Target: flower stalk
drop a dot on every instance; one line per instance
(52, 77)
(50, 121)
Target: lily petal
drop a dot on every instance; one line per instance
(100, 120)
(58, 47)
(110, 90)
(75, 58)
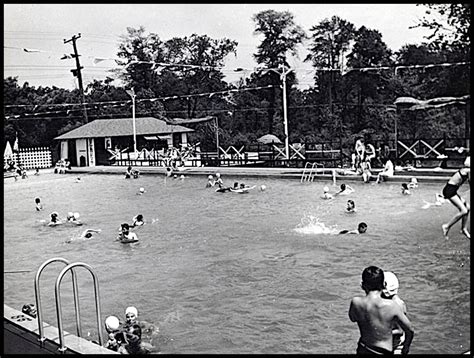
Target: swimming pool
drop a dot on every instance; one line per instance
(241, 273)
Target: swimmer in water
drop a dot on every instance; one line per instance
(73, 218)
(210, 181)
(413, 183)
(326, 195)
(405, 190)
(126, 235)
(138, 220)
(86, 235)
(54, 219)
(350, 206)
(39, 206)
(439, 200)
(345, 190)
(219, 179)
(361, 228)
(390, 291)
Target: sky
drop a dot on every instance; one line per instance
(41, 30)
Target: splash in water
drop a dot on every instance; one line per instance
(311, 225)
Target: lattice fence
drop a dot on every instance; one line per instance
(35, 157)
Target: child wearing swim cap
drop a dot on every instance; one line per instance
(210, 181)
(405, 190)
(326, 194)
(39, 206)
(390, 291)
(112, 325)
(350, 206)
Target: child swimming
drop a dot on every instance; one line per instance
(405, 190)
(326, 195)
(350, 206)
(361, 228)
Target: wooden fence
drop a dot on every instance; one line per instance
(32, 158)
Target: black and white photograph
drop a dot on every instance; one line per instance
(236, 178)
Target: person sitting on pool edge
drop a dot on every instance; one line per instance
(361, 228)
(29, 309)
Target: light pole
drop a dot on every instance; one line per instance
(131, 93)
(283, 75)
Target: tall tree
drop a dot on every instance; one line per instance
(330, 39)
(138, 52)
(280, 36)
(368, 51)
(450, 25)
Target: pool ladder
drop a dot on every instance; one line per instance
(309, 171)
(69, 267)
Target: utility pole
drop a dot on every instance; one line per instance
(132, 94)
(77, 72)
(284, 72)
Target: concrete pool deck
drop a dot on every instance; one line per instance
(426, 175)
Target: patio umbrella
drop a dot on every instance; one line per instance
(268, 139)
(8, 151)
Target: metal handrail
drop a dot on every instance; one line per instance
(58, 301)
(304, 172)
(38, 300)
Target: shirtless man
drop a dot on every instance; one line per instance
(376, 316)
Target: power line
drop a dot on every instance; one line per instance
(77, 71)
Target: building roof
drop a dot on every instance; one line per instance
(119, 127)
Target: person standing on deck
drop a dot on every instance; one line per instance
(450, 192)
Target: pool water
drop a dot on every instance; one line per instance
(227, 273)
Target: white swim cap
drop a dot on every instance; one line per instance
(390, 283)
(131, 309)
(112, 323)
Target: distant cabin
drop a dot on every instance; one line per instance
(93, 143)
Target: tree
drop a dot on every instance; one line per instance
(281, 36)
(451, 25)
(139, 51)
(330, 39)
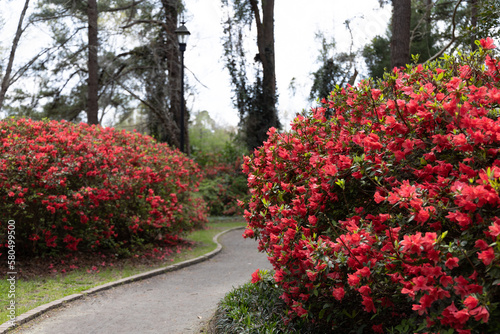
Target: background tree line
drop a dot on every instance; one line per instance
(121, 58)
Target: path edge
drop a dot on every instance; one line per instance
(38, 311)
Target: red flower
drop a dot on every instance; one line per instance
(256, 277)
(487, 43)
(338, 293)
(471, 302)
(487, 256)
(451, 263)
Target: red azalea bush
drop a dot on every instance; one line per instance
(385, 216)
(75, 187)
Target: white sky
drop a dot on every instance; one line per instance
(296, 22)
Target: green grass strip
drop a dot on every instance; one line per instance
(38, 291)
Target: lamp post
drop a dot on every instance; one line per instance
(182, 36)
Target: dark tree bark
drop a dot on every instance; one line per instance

::::

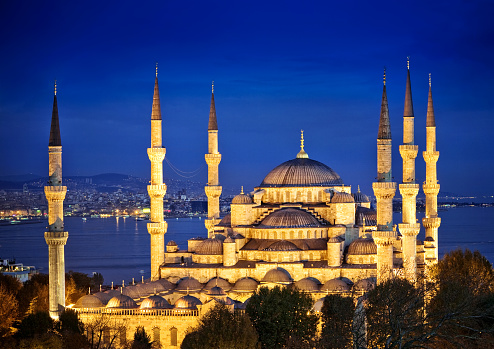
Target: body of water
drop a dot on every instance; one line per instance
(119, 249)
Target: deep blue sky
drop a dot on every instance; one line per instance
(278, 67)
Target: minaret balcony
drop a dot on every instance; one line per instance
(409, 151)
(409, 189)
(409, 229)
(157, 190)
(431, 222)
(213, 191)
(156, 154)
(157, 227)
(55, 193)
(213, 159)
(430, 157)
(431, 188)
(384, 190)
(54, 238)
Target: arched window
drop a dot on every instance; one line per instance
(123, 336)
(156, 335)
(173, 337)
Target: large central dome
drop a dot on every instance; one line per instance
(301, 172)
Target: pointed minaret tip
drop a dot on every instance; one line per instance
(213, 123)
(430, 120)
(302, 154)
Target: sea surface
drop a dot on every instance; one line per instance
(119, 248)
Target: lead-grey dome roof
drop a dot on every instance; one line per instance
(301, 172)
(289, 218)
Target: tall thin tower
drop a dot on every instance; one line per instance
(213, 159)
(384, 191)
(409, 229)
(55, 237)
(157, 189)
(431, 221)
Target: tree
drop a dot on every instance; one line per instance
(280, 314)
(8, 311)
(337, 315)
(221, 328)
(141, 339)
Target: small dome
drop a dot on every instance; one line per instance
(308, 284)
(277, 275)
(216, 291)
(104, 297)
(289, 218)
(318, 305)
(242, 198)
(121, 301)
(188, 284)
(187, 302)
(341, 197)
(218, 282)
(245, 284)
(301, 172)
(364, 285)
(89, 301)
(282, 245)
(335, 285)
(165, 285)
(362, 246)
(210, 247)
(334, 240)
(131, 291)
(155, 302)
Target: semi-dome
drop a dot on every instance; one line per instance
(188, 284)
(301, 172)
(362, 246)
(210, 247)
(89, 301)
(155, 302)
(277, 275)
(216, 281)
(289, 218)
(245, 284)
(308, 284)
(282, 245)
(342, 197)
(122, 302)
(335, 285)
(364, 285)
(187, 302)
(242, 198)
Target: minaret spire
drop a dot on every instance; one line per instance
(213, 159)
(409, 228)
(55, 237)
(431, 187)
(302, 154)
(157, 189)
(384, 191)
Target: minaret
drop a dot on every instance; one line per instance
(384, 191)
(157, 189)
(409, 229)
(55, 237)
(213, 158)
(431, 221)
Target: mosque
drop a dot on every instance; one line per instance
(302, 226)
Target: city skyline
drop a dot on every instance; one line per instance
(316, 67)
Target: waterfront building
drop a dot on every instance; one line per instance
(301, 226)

::::

* [Instructions for the task] Locate every line in the records above that contains the string "child", and copy each such line in full. Matching is case-sensitive.

* [Solution]
Target: child wearing swim cap
Target: child swimming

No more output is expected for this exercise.